-- Task statement --
From the records below, output exactly the lines starting at the line with "front door ->" and ending at the line with "tall street light", both of them included, but no pictures.

-- Records for this task --
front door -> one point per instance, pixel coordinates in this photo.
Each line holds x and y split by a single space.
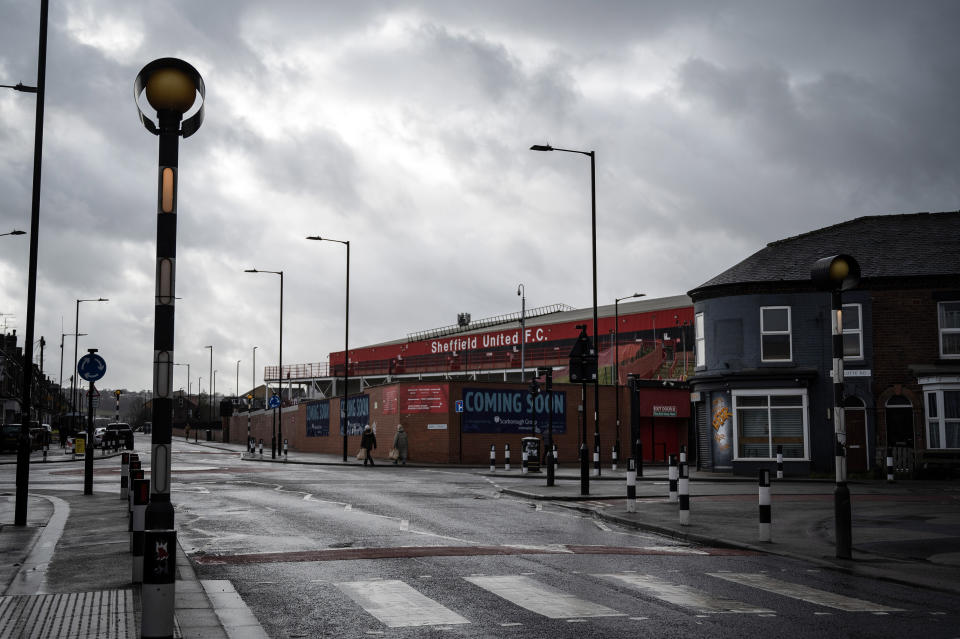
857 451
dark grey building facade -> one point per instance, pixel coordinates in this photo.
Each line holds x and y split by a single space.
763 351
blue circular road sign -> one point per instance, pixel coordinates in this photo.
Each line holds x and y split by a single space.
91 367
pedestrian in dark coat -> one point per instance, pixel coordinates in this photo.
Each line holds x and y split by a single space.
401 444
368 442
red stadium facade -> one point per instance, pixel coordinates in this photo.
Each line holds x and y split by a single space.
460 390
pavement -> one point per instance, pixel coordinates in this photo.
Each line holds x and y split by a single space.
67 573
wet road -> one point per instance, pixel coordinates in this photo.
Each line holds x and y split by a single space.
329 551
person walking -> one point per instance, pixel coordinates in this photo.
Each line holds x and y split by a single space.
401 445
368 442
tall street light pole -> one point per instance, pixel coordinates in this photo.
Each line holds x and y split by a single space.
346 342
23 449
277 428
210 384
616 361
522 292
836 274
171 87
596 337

==

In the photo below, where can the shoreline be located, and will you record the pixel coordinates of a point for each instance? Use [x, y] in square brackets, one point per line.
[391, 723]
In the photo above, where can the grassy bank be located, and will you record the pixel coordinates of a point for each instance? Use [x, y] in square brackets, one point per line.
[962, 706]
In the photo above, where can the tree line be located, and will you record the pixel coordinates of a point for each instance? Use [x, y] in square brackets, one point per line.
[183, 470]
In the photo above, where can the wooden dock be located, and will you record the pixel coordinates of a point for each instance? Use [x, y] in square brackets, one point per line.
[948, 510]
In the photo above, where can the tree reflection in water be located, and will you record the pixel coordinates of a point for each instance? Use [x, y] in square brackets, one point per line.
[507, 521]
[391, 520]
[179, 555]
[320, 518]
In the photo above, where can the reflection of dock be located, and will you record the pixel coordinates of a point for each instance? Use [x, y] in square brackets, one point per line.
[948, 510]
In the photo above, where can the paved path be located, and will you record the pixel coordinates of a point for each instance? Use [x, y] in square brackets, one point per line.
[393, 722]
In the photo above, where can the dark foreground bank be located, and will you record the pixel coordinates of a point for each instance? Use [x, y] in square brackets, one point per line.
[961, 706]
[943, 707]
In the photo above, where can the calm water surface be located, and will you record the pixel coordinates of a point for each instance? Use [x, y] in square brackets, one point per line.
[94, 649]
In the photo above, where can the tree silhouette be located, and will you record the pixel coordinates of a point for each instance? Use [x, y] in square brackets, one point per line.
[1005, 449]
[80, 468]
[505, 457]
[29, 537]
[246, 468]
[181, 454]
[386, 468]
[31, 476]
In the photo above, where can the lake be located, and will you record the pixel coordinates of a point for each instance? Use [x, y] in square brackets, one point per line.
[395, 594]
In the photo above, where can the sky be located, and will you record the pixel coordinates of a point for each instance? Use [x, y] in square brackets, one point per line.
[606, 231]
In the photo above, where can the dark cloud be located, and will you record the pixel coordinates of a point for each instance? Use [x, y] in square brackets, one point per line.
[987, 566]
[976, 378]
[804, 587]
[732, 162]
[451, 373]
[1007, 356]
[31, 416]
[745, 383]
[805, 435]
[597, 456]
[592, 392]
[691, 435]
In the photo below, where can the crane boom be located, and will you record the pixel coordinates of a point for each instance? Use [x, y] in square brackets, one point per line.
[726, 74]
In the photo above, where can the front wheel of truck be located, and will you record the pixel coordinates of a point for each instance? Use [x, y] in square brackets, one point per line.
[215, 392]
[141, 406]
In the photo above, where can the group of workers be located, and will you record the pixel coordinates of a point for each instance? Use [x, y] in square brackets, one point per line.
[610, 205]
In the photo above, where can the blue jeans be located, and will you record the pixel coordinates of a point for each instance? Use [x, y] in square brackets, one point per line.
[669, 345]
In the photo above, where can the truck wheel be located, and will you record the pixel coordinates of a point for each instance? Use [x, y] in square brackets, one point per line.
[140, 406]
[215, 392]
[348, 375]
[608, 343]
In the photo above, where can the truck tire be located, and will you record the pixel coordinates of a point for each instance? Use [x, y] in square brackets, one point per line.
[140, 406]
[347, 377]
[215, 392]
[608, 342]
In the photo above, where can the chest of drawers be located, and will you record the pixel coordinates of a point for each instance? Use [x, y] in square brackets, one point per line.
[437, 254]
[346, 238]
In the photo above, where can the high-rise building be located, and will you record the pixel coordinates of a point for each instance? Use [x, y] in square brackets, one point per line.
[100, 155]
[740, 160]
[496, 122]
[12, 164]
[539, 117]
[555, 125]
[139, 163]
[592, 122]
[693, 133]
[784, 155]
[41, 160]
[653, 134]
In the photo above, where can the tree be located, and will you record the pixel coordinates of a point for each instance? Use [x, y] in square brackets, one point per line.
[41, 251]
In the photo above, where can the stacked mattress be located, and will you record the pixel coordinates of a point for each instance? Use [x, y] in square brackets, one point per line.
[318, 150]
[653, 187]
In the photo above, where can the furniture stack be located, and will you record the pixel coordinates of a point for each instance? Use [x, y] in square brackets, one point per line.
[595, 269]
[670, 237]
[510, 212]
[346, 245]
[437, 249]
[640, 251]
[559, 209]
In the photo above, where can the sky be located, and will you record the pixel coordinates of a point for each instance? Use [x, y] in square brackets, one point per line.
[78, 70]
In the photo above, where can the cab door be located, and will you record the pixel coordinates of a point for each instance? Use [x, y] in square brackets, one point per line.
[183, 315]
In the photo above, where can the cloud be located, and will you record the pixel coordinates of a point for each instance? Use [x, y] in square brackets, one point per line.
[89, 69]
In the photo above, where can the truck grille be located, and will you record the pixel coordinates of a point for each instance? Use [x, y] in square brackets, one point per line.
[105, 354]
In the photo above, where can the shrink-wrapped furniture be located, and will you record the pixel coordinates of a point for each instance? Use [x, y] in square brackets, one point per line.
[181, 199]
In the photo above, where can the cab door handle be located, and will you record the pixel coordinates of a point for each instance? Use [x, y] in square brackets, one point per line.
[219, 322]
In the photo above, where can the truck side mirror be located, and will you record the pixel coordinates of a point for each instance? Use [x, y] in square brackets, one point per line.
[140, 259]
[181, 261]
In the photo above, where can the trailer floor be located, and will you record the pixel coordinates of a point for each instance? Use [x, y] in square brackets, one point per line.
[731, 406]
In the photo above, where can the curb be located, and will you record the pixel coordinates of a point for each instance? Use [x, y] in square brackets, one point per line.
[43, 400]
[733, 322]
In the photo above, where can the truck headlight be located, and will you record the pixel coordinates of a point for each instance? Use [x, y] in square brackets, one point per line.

* * *

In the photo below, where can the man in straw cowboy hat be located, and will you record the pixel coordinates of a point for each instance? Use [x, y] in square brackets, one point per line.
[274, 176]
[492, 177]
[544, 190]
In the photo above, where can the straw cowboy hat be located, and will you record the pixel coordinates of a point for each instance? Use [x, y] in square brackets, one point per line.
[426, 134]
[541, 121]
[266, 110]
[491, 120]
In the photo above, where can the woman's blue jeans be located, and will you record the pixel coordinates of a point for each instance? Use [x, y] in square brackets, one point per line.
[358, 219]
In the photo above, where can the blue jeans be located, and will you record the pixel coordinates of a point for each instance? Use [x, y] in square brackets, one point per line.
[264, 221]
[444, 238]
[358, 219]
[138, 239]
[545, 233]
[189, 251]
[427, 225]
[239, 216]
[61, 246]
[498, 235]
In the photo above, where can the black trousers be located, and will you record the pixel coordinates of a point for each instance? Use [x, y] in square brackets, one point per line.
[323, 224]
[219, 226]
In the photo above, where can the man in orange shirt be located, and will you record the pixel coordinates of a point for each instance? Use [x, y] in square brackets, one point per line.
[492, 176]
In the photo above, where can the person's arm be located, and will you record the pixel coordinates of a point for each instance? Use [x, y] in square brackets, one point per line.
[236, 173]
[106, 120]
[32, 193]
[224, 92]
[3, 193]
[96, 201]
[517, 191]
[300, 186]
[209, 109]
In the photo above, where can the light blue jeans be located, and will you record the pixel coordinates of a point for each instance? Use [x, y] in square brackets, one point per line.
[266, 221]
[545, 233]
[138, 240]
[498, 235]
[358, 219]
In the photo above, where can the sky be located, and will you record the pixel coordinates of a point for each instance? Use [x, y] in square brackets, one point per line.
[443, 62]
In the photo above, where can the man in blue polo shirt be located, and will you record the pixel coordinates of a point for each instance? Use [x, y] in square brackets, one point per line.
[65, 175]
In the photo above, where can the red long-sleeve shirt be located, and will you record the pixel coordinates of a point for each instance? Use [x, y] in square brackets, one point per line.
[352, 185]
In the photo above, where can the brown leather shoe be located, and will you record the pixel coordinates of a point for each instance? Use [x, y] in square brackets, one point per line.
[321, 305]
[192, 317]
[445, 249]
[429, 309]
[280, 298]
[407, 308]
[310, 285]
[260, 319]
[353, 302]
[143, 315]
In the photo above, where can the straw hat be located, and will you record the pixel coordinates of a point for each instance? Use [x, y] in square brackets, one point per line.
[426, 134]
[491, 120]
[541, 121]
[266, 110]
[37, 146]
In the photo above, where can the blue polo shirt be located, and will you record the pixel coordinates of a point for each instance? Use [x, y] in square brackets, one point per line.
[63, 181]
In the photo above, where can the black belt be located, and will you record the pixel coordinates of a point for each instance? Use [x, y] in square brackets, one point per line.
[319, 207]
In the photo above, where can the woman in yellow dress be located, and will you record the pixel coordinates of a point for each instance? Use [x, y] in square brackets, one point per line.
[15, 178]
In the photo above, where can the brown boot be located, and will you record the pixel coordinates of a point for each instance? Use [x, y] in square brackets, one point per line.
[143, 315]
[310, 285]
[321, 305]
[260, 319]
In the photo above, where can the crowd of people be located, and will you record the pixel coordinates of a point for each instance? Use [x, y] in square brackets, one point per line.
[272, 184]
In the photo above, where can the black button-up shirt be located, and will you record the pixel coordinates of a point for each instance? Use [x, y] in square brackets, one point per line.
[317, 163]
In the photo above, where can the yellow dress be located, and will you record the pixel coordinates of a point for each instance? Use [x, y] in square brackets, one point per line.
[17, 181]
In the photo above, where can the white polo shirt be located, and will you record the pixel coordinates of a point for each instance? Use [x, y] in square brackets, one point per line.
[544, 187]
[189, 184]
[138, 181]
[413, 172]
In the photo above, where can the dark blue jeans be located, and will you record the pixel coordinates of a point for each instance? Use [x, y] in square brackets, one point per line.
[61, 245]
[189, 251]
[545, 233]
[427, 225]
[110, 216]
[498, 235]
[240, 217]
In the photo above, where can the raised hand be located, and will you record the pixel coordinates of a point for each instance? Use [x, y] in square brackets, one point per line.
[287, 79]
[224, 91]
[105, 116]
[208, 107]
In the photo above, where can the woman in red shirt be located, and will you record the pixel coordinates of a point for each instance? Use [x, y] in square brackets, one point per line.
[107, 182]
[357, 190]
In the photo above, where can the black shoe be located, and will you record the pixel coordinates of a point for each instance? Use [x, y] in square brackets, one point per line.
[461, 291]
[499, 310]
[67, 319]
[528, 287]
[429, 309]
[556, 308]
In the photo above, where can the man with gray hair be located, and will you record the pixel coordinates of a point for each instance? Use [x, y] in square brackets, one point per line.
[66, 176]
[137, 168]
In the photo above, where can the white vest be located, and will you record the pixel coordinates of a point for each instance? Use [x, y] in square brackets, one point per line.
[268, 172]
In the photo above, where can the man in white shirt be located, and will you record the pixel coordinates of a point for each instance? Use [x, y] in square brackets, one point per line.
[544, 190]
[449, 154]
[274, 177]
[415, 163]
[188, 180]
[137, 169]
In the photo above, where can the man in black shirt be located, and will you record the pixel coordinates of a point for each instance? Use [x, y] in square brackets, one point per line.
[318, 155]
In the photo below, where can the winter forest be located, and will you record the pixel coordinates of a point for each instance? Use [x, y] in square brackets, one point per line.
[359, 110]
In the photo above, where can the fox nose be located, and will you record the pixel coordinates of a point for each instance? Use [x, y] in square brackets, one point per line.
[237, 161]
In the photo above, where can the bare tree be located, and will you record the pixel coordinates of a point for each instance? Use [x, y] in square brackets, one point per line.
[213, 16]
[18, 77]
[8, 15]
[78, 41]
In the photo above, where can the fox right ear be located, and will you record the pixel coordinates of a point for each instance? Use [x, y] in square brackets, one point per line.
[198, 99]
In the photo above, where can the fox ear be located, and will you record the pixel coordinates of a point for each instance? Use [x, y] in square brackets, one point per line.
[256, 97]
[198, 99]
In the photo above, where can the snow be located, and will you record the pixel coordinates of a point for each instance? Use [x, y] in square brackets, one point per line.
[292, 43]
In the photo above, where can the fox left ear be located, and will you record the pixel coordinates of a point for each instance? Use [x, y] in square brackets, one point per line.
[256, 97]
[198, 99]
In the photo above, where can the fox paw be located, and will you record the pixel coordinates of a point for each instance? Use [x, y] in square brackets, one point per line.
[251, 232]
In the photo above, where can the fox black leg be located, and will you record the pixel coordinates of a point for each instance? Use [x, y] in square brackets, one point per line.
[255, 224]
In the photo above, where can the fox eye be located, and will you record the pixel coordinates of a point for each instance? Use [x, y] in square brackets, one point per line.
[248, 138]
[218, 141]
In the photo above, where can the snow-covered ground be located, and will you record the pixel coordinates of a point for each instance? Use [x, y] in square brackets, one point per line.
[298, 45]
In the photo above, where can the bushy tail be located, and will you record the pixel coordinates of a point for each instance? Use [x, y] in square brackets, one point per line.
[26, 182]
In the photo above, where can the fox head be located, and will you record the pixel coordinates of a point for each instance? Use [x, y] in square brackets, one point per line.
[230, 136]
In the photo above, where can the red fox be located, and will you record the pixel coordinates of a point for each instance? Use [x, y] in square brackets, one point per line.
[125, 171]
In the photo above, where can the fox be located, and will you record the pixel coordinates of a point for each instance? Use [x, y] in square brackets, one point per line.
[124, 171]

-- Answer box --
front door -> one point per instance, pixel coordinates in this photo.
Each line holds x and y split by a single space.
857 451
dark grey building facade -> one point per instance, pixel coordinates in this photo.
Each line holds x and y split by a single space.
763 351
blue circular road sign -> one point per instance, pixel coordinates in this photo.
Each line holds x and y split by a single space.
91 367
pedestrian in dark coat -> one point per instance, pixel coordinates in this photo.
Each line holds x and y split by a single space.
401 444
368 442
red stadium facade -> one point per instance, pixel coordinates in this photo.
Each line holds x and y split by a single space.
460 390
pavement -> one point per instance, pixel coordinates in this photo.
Each line holds x and y split by a single space.
67 573
wet road -> one point per instance, pixel coordinates in this photo.
Each line holds x and y split by a single space.
329 551
person walking -> one point per instance, pixel coordinates in this photo.
Each line holds x and y split by a single space.
401 445
368 442
tall street light pole -> one point per instance, pixel coordinates in this photo.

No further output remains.